Lakeland Fire and Safety’s mission-critical product portfolio includes North American and globally certified turnout gear, safety helmets, fire boots, particulate blocking hoods and fire gloves for our Fire Services segment. Our Industrial segment includes a wide range of high-quality safety products, including chemical suits, PPE and disposable coveralls, high-performance FRAR and woven garments and safety boots. This slide shows our global head-to-toe Fire Services portfolio comprised of five premium brands that combine operate and serve our customers on a global scale. Fire products are available globally through strategic distribution partners across 78 countries with a focus in the three largest regional markets for firefighter turnout gear North America, Germany and Australia.

> Extracted material
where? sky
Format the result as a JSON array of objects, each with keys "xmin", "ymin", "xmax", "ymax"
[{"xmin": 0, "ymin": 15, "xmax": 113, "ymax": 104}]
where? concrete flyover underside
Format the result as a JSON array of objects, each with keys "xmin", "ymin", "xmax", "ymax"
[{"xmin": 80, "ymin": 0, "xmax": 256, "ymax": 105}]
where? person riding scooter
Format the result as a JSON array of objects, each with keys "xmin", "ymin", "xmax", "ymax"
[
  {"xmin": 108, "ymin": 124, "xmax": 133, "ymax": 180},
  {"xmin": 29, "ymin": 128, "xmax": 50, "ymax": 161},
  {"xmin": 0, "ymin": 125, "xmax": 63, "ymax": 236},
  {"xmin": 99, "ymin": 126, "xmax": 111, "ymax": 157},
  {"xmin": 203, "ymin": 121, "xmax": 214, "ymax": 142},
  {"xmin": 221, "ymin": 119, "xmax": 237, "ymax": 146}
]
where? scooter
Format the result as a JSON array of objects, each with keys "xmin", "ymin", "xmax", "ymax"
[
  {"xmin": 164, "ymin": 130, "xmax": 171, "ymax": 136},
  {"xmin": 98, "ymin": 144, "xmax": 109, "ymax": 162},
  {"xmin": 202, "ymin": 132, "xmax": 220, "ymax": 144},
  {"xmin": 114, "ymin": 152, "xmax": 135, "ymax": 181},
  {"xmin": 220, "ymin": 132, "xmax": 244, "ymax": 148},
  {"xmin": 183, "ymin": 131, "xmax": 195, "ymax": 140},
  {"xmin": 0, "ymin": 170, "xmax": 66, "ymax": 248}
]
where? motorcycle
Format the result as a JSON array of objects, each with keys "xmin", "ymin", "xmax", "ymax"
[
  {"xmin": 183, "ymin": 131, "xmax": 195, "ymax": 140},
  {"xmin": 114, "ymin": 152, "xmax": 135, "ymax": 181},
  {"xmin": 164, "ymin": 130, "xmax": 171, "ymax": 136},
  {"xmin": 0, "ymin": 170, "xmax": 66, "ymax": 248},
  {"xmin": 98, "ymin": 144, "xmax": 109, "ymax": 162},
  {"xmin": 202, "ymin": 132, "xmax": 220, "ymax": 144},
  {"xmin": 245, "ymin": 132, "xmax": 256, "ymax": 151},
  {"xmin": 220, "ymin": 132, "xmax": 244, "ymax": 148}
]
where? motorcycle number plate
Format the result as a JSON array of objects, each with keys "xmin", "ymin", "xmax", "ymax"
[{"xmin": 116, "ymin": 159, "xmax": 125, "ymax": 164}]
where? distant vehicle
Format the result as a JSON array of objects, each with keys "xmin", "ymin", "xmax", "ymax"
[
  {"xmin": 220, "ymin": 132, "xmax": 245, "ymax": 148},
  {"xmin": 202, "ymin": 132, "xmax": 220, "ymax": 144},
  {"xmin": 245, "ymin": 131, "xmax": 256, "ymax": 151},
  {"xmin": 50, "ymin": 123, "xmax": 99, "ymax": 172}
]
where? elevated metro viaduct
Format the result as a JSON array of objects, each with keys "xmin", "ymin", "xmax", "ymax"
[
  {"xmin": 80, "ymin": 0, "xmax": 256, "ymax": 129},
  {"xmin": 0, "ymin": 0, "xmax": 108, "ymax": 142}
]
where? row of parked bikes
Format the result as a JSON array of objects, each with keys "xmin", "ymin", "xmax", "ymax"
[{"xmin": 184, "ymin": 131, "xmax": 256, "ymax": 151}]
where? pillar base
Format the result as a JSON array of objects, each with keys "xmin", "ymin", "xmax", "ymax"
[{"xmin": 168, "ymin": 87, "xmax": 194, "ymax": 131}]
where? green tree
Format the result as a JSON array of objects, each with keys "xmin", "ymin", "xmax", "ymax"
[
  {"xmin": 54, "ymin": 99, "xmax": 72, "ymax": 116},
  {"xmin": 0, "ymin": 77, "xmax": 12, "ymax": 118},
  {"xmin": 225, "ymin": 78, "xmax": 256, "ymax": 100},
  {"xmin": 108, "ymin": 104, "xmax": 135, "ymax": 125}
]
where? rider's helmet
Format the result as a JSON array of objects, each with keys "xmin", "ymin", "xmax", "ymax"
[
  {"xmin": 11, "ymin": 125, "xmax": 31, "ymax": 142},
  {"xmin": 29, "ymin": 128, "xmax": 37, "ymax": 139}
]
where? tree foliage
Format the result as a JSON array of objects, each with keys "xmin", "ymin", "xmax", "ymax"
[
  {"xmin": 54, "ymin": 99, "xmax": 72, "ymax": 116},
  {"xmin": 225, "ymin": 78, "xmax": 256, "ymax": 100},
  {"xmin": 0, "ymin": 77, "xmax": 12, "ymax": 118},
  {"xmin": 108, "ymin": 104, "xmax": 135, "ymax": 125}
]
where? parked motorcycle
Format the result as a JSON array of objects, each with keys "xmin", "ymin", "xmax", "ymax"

> Set task 1
In the Lakeland Fire and Safety passage, through distribution partners in how many countries are the company's fire products available?
> Set task 2
Continue the Lakeland Fire and Safety passage, starting after its last sentence.

> Written answer 1
78 countries.

> Written answer 2
Additionally, our Eagle brand has a strong presence in the Middle East as does LHD in Asia. The third quarter was marked by robust sales led by our Head-To-Toe Fire Services segment to a growing geographic customer base with a 61% sequential and 245% year-over-year increase. Our focus on this segment is driven by a growing global market with a highly fragmented competitor set without a dominant player. Fire service business has better visibility in margins as compared to other segments and we believe Lakeland can become a top three competitor through our strong family of brands, acquisition strategy and superior lead times in customer service. Overall, the quarter met our expectations as robust organic and inorganic Fire Services growth was supported by a rebound in U.S. sales and ongoing European, Asian and LATAM American growth.

As well, expanding opportunities in LATAM America, new sales leadership in Asia and an expected large Fire Services shipment in Europe contributed to our results. To summarize, we saw strong net sales in the third quarter increasing 45% to $45.8 million led by a 245% increase in Fire Services products. Gross profit increased 39% to $18.6 million due to strong revenue growth and organic margin improvement. We remain confident in our growth strategy and expanding market opportunities in Fire Services and industrial safety products. Our commitment remains unwavering and I’m excited about the remainder of this fiscal year. Looking ahead to fiscal 2025, based on our existing backlog and our outlook for the remainder of the year, we are maintaining guidance for our 2025 fiscal year.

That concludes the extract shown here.